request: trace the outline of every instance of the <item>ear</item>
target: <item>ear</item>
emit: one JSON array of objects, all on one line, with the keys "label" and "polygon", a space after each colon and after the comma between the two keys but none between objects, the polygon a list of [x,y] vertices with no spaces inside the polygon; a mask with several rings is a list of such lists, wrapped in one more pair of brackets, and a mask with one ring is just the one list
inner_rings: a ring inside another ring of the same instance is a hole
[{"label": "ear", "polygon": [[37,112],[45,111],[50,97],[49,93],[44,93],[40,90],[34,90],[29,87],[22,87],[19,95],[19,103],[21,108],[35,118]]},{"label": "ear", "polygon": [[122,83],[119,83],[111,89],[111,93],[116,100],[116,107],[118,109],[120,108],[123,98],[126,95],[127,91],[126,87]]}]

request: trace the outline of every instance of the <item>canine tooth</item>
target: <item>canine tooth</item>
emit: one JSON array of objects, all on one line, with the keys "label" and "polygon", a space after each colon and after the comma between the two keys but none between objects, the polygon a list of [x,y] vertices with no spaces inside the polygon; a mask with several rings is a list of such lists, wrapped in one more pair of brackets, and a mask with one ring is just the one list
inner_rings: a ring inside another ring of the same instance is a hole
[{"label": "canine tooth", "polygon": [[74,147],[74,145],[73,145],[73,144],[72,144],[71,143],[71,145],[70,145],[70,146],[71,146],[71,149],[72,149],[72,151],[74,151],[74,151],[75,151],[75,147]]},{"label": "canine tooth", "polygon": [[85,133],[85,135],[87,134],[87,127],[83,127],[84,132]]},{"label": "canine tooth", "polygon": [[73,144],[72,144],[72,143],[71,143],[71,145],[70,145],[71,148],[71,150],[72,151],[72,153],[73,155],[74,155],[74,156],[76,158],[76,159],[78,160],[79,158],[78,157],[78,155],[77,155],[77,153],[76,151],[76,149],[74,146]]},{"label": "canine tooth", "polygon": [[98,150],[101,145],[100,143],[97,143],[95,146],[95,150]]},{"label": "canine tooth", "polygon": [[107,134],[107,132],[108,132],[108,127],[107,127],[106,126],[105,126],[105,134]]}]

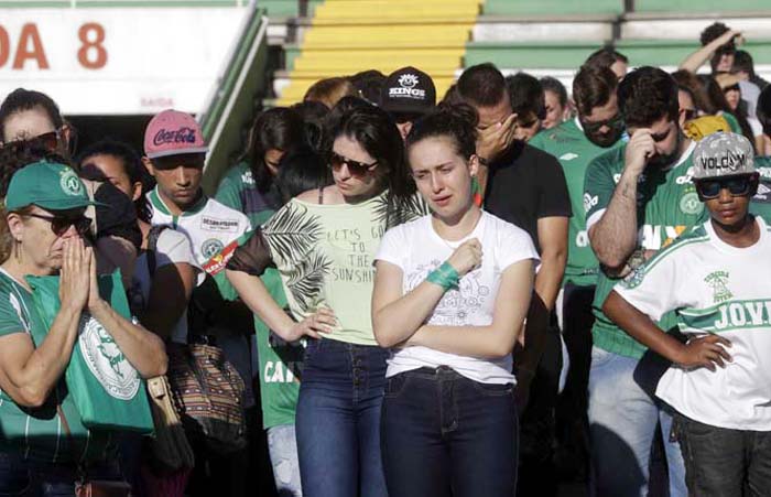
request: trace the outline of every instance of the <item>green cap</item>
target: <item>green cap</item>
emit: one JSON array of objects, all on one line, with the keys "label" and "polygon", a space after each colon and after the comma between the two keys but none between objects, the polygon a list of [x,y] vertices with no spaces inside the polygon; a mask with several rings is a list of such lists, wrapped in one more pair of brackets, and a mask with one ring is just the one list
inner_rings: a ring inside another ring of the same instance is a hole
[{"label": "green cap", "polygon": [[8,210],[33,204],[48,210],[67,210],[98,203],[88,198],[86,185],[72,168],[41,161],[13,173],[6,194]]}]

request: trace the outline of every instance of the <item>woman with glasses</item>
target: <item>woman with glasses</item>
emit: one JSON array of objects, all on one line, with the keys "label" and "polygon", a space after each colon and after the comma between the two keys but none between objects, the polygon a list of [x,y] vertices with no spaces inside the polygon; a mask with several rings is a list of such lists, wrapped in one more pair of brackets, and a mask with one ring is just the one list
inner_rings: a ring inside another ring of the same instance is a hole
[{"label": "woman with glasses", "polygon": [[[380,404],[386,350],[372,335],[373,256],[419,208],[397,127],[371,105],[335,114],[334,184],[289,202],[234,255],[228,278],[281,338],[307,338],[296,414],[305,496],[386,496]],[[274,266],[289,313],[259,279]]]},{"label": "woman with glasses", "polygon": [[[41,161],[11,179],[0,217],[0,495],[74,496],[85,471],[120,479],[117,432],[90,430],[65,385],[86,313],[144,377],[163,375],[163,342],[99,296],[86,187],[66,165]],[[59,275],[51,327],[26,277]],[[24,494],[26,495],[26,494]]]},{"label": "woman with glasses", "polygon": [[[619,281],[602,310],[671,364],[655,395],[675,411],[688,495],[768,495],[771,233],[749,214],[759,173],[741,134],[709,134],[693,154],[709,219]],[[686,342],[661,327],[669,312]]]},{"label": "woman with glasses", "polygon": [[56,102],[45,94],[17,88],[0,104],[3,148],[33,145],[41,152],[68,158],[72,138],[73,129],[62,118]]},{"label": "woman with glasses", "polygon": [[408,134],[432,213],[386,233],[374,258],[374,336],[391,348],[381,436],[392,496],[510,497],[517,485],[511,352],[539,257],[524,230],[474,204],[476,114],[464,107]]}]

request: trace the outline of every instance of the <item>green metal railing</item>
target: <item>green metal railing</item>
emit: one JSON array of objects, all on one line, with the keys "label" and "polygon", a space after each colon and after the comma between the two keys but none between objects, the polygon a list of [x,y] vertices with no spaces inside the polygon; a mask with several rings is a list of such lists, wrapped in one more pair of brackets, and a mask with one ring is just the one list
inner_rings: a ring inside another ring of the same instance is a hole
[{"label": "green metal railing", "polygon": [[245,148],[246,131],[261,107],[270,85],[268,71],[268,18],[262,9],[249,9],[238,44],[227,68],[199,116],[209,144],[204,188],[213,193],[222,174]]}]

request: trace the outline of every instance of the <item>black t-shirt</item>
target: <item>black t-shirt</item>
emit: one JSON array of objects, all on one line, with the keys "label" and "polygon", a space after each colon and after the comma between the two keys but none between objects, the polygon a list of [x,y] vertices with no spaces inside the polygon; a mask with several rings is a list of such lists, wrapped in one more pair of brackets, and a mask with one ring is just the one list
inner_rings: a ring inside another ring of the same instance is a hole
[{"label": "black t-shirt", "polygon": [[539,219],[573,215],[560,162],[518,140],[489,168],[485,209],[528,231],[541,253]]}]

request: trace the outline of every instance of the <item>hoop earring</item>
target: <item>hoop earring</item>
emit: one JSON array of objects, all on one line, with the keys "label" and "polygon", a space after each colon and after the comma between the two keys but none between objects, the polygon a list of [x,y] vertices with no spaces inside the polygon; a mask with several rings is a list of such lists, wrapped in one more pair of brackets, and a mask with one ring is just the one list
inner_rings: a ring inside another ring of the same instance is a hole
[{"label": "hoop earring", "polygon": [[15,244],[14,247],[13,247],[13,248],[14,248],[13,251],[15,252],[15,253],[14,253],[14,258],[15,258],[15,260],[17,260],[17,263],[21,263],[21,262],[22,262],[22,259],[23,259],[23,257],[22,257],[22,255],[21,255],[21,240],[14,239],[13,242]]}]

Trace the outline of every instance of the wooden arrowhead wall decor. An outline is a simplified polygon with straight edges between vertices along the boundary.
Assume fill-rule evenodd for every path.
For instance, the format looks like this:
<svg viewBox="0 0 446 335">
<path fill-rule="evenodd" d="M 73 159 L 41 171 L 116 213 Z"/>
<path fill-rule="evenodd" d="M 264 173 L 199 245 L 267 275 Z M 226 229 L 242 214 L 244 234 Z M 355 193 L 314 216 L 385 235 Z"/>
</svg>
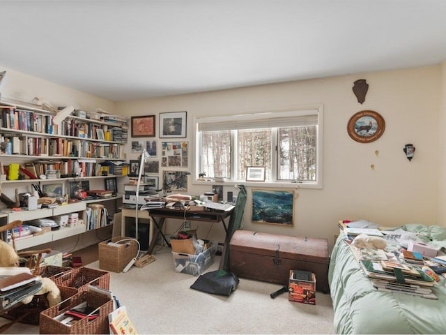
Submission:
<svg viewBox="0 0 446 335">
<path fill-rule="evenodd" d="M 353 89 L 357 102 L 362 104 L 365 101 L 365 95 L 369 90 L 369 84 L 366 82 L 365 79 L 358 79 L 354 82 Z"/>
</svg>

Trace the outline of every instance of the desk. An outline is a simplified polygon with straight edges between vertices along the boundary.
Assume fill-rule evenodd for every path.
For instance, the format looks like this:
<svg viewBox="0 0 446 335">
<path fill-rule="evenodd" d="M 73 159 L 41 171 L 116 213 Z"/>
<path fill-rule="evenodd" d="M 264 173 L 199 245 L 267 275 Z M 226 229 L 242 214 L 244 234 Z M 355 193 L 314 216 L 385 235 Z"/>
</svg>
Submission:
<svg viewBox="0 0 446 335">
<path fill-rule="evenodd" d="M 121 214 L 121 233 L 125 233 L 125 218 L 134 218 L 134 209 L 122 209 Z M 226 223 L 224 221 L 227 218 L 230 218 L 234 212 L 233 209 L 229 211 L 210 211 L 204 209 L 204 207 L 197 206 L 192 206 L 189 209 L 185 211 L 183 209 L 171 209 L 168 208 L 152 208 L 151 209 L 139 211 L 138 212 L 138 218 L 150 218 L 150 237 L 148 241 L 148 250 L 147 254 L 151 255 L 155 248 L 155 244 L 160 236 L 160 234 L 164 239 L 164 241 L 170 246 L 169 241 L 162 232 L 162 226 L 164 224 L 166 218 L 177 218 L 178 220 L 190 220 L 191 221 L 201 221 L 210 223 L 223 223 L 224 231 L 227 234 L 228 228 Z M 151 223 L 154 225 L 152 225 Z M 122 236 L 125 236 L 123 234 Z"/>
</svg>

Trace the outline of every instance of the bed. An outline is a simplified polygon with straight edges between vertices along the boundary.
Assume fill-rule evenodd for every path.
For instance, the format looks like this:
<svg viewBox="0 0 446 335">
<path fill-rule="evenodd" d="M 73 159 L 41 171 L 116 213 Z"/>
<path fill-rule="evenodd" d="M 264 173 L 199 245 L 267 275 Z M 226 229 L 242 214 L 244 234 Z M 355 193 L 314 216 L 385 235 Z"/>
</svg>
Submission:
<svg viewBox="0 0 446 335">
<path fill-rule="evenodd" d="M 421 240 L 446 248 L 446 228 L 406 225 Z M 438 300 L 379 292 L 367 277 L 341 234 L 330 259 L 328 281 L 337 334 L 445 334 L 446 278 L 432 290 Z M 443 249 L 445 250 L 445 249 Z"/>
</svg>

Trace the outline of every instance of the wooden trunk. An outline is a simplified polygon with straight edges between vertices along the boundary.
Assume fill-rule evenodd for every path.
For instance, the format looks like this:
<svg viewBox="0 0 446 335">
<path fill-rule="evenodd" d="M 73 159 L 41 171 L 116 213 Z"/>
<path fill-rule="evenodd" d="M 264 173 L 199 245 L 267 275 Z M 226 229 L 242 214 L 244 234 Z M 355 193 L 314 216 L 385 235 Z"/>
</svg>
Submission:
<svg viewBox="0 0 446 335">
<path fill-rule="evenodd" d="M 230 270 L 240 278 L 288 286 L 290 270 L 310 271 L 316 290 L 326 293 L 328 262 L 325 239 L 236 230 L 229 244 Z"/>
</svg>

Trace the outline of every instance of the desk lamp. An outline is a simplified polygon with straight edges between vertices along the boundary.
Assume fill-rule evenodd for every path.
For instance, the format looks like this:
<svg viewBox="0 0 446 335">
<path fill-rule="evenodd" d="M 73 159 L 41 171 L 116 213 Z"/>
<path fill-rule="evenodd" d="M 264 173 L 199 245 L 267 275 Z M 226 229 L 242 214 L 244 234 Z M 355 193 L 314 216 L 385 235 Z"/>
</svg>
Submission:
<svg viewBox="0 0 446 335">
<path fill-rule="evenodd" d="M 139 172 L 138 174 L 138 182 L 137 183 L 137 193 L 136 193 L 136 212 L 134 214 L 134 237 L 138 240 L 138 211 L 139 211 L 139 186 L 141 186 L 141 176 L 142 175 L 142 171 L 144 170 L 144 163 L 147 161 L 147 159 L 151 156 L 145 149 L 142 149 L 141 153 L 141 160 L 139 161 Z"/>
</svg>

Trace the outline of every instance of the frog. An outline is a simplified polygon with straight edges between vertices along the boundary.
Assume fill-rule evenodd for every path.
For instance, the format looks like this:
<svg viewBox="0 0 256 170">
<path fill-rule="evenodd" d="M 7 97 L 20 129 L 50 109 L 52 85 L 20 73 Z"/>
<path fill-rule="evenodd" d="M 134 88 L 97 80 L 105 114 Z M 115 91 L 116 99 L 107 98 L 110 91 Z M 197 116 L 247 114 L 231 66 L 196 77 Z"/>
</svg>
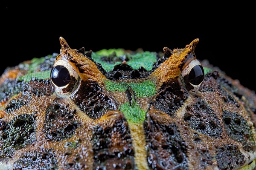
--- --- ---
▶ Work to be completed
Copy out, character for character, the stretch from the line containing "the <item>green cap</item>" through the line containing "target: <item>green cap</item>", both lines included.

▶ In response
request: trace the outline of every instance of the <item>green cap</item>
target: <item>green cap</item>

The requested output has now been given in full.